Aim: Please copy these lines over exactly as they appear.

Input data:
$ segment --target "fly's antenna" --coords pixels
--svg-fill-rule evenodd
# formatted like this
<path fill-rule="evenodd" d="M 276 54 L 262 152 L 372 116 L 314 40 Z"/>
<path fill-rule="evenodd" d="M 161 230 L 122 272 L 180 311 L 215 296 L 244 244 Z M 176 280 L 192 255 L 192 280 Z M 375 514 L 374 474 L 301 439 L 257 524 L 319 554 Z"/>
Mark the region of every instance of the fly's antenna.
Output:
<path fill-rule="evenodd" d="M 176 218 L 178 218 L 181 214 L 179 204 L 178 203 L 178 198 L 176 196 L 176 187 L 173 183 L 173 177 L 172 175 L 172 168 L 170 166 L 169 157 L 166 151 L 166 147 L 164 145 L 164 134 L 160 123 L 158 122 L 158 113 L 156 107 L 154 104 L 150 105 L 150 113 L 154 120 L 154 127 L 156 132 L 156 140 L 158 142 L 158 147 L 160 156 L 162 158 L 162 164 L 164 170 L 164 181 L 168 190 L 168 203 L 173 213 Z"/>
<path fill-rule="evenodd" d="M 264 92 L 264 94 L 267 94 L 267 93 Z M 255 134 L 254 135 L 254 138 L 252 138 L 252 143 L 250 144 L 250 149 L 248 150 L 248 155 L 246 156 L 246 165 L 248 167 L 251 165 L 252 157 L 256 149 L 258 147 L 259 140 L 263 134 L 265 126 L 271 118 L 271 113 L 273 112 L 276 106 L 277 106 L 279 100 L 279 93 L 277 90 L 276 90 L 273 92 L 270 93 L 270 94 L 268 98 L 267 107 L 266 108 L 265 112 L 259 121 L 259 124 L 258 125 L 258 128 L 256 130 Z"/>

Exercise solution:
$ segment --target "fly's antenna" --coords pixels
--svg-fill-rule evenodd
# formatted like this
<path fill-rule="evenodd" d="M 276 54 L 262 152 L 372 116 L 314 40 Z"/>
<path fill-rule="evenodd" d="M 161 230 L 122 272 L 180 311 L 215 296 L 244 244 Z M 176 280 L 192 255 L 192 280 Z M 375 514 L 374 474 L 301 439 L 257 524 L 319 554 Z"/>
Mark the region of every instance of the fly's antenna.
Output:
<path fill-rule="evenodd" d="M 176 218 L 178 218 L 181 214 L 179 204 L 178 203 L 178 198 L 176 196 L 176 187 L 173 183 L 173 177 L 172 175 L 172 168 L 170 166 L 169 157 L 166 151 L 166 147 L 164 145 L 164 134 L 160 123 L 158 122 L 158 113 L 156 107 L 154 104 L 150 105 L 150 113 L 154 120 L 154 127 L 156 132 L 156 140 L 158 142 L 158 147 L 160 156 L 162 158 L 162 164 L 164 170 L 164 181 L 168 190 L 168 203 L 173 213 Z"/>
<path fill-rule="evenodd" d="M 264 92 L 264 94 L 267 94 L 267 93 Z M 255 134 L 254 135 L 254 138 L 252 138 L 252 143 L 250 144 L 250 149 L 248 150 L 248 155 L 246 156 L 246 165 L 248 167 L 251 165 L 252 157 L 256 149 L 258 147 L 259 140 L 263 134 L 265 126 L 271 118 L 271 113 L 273 112 L 276 106 L 277 106 L 279 100 L 279 93 L 277 90 L 276 90 L 273 92 L 270 93 L 270 94 L 268 98 L 267 107 L 266 108 L 265 112 L 259 121 L 259 124 L 258 125 L 258 128 L 256 130 Z"/>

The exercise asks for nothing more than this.